Region pointing data
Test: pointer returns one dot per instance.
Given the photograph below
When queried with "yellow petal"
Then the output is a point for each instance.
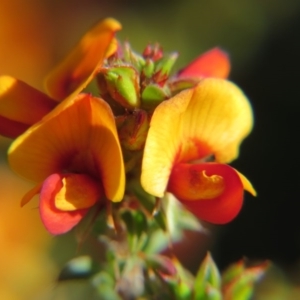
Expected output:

** EXERCISE PROMPT **
Show every line above where "output" is found.

** TASK ANSWER **
Then the output is a point for each instance.
Expected output:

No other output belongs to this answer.